**Exercise requirements:** Please copy, word for word, the part of the investment outlook text that opens with the words containing "In the longer" and closes with "investors at present.".

**Document section:**
Renewed escalation of the trade dispute between the US and China poses a risk, especially for the tech sector. The relationship could deteriorate again following the temporary ceasefire that resulted from the phase-one deal. The US has already placed restrictions on the export of semiconductor high tech to China, Russia and Venezuela. Retaliatory measures could make it difficult for western companies to access the Chinese market.

Groceries and medication in demand

As well as IT providers, the coronavirus crisis has also given a boost to defensive sectors such as healthcare, food and communications. And these are also among the reliable sources of dividends. But there are both positives and negatives here too. Until now, pharmaceutical manufacturers have benefited from the effect of spending brought forward as a result of coronavirus, while medical technology firms have been adversely affected by the postponement of treatment in hospitals. These trends are likely to be reversed again. Companies such as Abbott Laboratories, Fuji Film, Chugai, Johnson & Johnson, Moderna and Roche have also enjoyed a tailwind because they offer coronavirus tests or are working on a coronavirus vaccine. However, demographic factors make healthcare one of the attractive sectors in the equity market in the long term too.

In the communications sector, it is noticeable that governments still have a strong influence on some telecommunications providers. One of the effects of this during the crisis has been cuts to dividends. Their business models are still intact, for the most part, and the rapid growth in demand for bandwidth for homeworking and online entertainment shows that this sector is meeting several basic needs. Companies are also likely to make greater use of flexible workplace solutions and online meetings for efficiency and cost reasons, not least because this enables them to save on travel costs. This indicates that there will be sustained demand for internet infrastructure and higher-quality communication services. Providers of data centres and network infrastructure will also benefit from this.

In the longer term, utility companies should profit from the growing demand for energy due to electric vehicles and internet computing power. However, the significant influence of governments means many companies are having to cut their dividend at the moment. Sectors with oligopolistic structures, such as fragrances and aromas or industrial gases, present interesting niche opportunities for investors at present.

**Input data:**
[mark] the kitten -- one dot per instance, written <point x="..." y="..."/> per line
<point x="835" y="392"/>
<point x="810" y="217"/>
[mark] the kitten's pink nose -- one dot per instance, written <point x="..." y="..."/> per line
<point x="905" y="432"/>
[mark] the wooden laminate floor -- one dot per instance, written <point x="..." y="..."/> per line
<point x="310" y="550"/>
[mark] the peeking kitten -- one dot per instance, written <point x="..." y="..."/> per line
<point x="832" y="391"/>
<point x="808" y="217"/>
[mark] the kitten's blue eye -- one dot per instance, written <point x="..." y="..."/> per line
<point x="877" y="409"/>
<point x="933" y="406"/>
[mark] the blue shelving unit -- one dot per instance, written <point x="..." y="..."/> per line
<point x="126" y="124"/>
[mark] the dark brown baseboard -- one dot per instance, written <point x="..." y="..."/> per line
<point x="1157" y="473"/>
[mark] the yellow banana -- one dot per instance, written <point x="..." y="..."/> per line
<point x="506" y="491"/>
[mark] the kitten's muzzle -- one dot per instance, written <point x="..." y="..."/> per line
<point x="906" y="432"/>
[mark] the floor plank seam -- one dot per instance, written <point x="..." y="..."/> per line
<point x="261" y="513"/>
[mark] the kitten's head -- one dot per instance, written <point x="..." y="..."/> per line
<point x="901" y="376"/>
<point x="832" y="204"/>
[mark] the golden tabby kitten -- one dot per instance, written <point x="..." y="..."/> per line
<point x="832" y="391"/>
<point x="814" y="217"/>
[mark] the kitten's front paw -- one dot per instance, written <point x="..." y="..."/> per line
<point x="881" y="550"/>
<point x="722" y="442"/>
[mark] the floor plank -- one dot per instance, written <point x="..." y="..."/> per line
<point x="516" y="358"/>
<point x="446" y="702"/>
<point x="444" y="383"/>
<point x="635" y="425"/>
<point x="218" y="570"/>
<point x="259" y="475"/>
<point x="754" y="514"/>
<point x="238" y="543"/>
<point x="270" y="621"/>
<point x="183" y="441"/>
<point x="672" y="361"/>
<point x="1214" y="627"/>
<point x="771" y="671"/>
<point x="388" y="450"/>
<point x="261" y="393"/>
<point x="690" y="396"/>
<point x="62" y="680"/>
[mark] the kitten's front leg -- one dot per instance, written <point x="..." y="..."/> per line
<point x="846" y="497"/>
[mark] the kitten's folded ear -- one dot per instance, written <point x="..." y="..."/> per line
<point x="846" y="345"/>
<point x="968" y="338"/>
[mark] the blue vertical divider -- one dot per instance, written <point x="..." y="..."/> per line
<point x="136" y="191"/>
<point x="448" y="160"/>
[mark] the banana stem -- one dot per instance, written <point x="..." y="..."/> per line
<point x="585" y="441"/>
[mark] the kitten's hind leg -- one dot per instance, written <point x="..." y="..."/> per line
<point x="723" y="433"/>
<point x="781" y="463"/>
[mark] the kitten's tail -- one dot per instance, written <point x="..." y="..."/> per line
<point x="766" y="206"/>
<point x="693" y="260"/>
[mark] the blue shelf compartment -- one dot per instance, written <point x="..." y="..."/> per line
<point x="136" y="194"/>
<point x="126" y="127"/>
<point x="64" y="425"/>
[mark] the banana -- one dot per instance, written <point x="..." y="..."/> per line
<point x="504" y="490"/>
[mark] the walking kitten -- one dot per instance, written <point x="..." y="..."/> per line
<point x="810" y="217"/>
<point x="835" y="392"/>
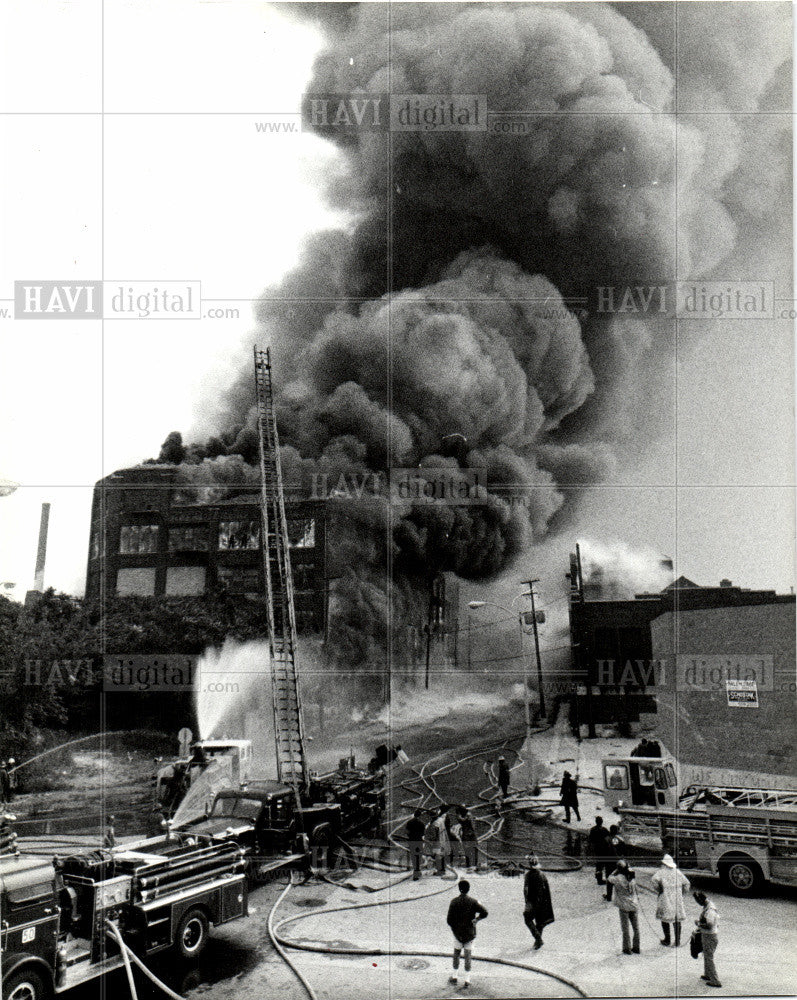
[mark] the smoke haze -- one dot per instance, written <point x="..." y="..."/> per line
<point x="453" y="304"/>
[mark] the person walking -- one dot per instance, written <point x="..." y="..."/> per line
<point x="538" y="909"/>
<point x="626" y="899"/>
<point x="467" y="836"/>
<point x="109" y="840"/>
<point x="707" y="925"/>
<point x="415" y="831"/>
<point x="464" y="913"/>
<point x="503" y="776"/>
<point x="671" y="886"/>
<point x="12" y="778"/>
<point x="440" y="840"/>
<point x="568" y="793"/>
<point x="598" y="839"/>
<point x="5" y="784"/>
<point x="614" y="848"/>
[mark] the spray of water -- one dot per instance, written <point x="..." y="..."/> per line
<point x="233" y="685"/>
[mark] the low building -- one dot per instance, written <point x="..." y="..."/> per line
<point x="725" y="693"/>
<point x="153" y="534"/>
<point x="615" y="668"/>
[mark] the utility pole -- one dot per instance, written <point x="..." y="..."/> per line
<point x="582" y="653"/>
<point x="530" y="585"/>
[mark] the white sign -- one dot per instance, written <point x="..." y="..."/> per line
<point x="742" y="694"/>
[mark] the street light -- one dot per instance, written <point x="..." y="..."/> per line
<point x="474" y="606"/>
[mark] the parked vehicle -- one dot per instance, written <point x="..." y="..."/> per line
<point x="165" y="893"/>
<point x="747" y="836"/>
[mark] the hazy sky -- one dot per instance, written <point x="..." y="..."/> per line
<point x="174" y="182"/>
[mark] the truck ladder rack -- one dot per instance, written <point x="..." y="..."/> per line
<point x="288" y="729"/>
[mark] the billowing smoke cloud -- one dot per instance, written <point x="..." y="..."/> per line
<point x="615" y="571"/>
<point x="448" y="324"/>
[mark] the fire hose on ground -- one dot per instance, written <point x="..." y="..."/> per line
<point x="129" y="955"/>
<point x="284" y="942"/>
<point x="494" y="827"/>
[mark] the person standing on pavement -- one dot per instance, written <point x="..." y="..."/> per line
<point x="5" y="784"/>
<point x="467" y="836"/>
<point x="569" y="796"/>
<point x="441" y="842"/>
<point x="503" y="776"/>
<point x="464" y="913"/>
<point x="671" y="885"/>
<point x="415" y="831"/>
<point x="626" y="899"/>
<point x="613" y="851"/>
<point x="109" y="839"/>
<point x="598" y="839"/>
<point x="707" y="925"/>
<point x="12" y="778"/>
<point x="538" y="909"/>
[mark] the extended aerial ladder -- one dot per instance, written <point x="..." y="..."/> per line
<point x="288" y="729"/>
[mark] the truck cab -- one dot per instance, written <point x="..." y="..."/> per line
<point x="173" y="780"/>
<point x="30" y="926"/>
<point x="59" y="916"/>
<point x="639" y="781"/>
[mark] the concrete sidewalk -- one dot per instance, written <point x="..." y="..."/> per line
<point x="545" y="756"/>
<point x="756" y="953"/>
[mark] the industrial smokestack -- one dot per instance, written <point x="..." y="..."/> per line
<point x="41" y="552"/>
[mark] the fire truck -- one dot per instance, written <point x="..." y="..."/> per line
<point x="60" y="916"/>
<point x="275" y="831"/>
<point x="747" y="836"/>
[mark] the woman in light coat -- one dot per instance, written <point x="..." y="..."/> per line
<point x="671" y="885"/>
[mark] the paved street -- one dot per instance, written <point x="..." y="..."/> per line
<point x="756" y="953"/>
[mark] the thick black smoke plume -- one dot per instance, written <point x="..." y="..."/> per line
<point x="450" y="325"/>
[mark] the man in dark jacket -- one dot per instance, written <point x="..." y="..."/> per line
<point x="415" y="831"/>
<point x="569" y="795"/>
<point x="615" y="849"/>
<point x="599" y="842"/>
<point x="5" y="784"/>
<point x="538" y="910"/>
<point x="503" y="776"/>
<point x="467" y="836"/>
<point x="464" y="912"/>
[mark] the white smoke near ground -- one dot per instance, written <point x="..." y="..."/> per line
<point x="432" y="706"/>
<point x="230" y="683"/>
<point x="619" y="571"/>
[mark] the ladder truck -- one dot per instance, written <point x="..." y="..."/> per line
<point x="746" y="835"/>
<point x="288" y="728"/>
<point x="301" y="813"/>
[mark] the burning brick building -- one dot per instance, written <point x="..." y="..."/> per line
<point x="154" y="535"/>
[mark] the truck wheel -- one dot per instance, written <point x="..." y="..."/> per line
<point x="26" y="984"/>
<point x="192" y="934"/>
<point x="741" y="875"/>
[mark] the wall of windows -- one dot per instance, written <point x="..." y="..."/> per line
<point x="240" y="579"/>
<point x="301" y="533"/>
<point x="136" y="582"/>
<point x="185" y="581"/>
<point x="138" y="539"/>
<point x="239" y="534"/>
<point x="192" y="538"/>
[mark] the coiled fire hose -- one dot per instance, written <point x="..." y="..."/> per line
<point x="334" y="950"/>
<point x="129" y="955"/>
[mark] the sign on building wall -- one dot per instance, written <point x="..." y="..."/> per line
<point x="742" y="694"/>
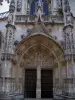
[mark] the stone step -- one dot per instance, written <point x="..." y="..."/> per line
<point x="37" y="99"/>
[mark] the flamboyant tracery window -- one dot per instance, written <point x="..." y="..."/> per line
<point x="43" y="5"/>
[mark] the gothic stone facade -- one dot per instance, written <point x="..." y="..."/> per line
<point x="37" y="50"/>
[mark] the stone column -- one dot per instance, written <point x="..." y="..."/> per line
<point x="38" y="84"/>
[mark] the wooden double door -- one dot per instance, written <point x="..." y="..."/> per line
<point x="46" y="83"/>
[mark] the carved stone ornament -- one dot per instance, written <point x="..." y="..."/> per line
<point x="10" y="18"/>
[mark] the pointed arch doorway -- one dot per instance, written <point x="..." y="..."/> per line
<point x="38" y="56"/>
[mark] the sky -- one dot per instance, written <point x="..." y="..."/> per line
<point x="5" y="6"/>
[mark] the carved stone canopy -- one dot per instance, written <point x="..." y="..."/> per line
<point x="39" y="50"/>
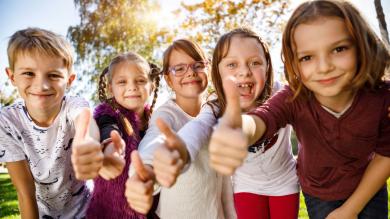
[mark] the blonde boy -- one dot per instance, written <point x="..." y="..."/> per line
<point x="36" y="134"/>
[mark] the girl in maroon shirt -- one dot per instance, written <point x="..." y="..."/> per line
<point x="337" y="103"/>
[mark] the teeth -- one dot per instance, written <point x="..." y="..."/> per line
<point x="246" y="85"/>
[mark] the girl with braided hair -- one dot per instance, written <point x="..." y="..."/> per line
<point x="124" y="88"/>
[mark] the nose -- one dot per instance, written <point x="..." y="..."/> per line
<point x="325" y="64"/>
<point x="41" y="83"/>
<point x="244" y="71"/>
<point x="132" y="86"/>
<point x="190" y="72"/>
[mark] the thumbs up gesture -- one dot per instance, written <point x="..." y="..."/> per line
<point x="113" y="162"/>
<point x="87" y="156"/>
<point x="139" y="187"/>
<point x="170" y="158"/>
<point x="228" y="143"/>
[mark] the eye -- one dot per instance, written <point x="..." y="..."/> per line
<point x="231" y="65"/>
<point x="121" y="82"/>
<point x="255" y="63"/>
<point x="340" y="49"/>
<point x="55" y="76"/>
<point x="199" y="65"/>
<point x="28" y="73"/>
<point x="141" y="81"/>
<point x="305" y="58"/>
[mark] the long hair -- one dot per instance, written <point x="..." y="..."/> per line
<point x="372" y="54"/>
<point x="105" y="78"/>
<point x="220" y="52"/>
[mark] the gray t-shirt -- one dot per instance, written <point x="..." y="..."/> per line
<point x="48" y="151"/>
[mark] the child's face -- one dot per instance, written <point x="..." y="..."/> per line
<point x="245" y="61"/>
<point x="41" y="81"/>
<point x="327" y="57"/>
<point x="189" y="85"/>
<point x="130" y="86"/>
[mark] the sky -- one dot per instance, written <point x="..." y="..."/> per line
<point x="58" y="15"/>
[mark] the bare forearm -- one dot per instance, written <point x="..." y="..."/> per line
<point x="375" y="176"/>
<point x="253" y="127"/>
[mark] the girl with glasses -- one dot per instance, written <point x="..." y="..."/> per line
<point x="197" y="192"/>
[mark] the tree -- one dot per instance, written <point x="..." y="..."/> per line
<point x="382" y="21"/>
<point x="110" y="27"/>
<point x="207" y="21"/>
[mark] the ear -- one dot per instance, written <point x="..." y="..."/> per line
<point x="71" y="78"/>
<point x="168" y="80"/>
<point x="10" y="75"/>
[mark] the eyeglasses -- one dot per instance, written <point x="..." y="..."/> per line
<point x="181" y="69"/>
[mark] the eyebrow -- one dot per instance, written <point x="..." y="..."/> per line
<point x="344" y="40"/>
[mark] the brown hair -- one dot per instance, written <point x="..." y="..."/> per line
<point x="105" y="78"/>
<point x="36" y="40"/>
<point x="373" y="56"/>
<point x="189" y="47"/>
<point x="221" y="50"/>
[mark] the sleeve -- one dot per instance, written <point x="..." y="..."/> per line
<point x="11" y="145"/>
<point x="383" y="143"/>
<point x="153" y="137"/>
<point x="74" y="105"/>
<point x="227" y="198"/>
<point x="107" y="124"/>
<point x="276" y="112"/>
<point x="197" y="132"/>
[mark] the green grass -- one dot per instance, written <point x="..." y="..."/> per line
<point x="8" y="199"/>
<point x="9" y="203"/>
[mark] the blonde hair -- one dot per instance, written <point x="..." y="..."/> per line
<point x="373" y="56"/>
<point x="36" y="40"/>
<point x="220" y="52"/>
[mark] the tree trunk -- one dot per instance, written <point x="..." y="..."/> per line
<point x="382" y="21"/>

**Solution:**
In the longer term, utility companies should profit from the growing demand for energy due to electric vehicles and internet computing power. However, the significant influence of governments means many companies are having to cut their dividend at the moment. Sectors with oligopolistic structures, such as fragrances and aromas or industrial gases, present interesting niche opportunities for investors at present.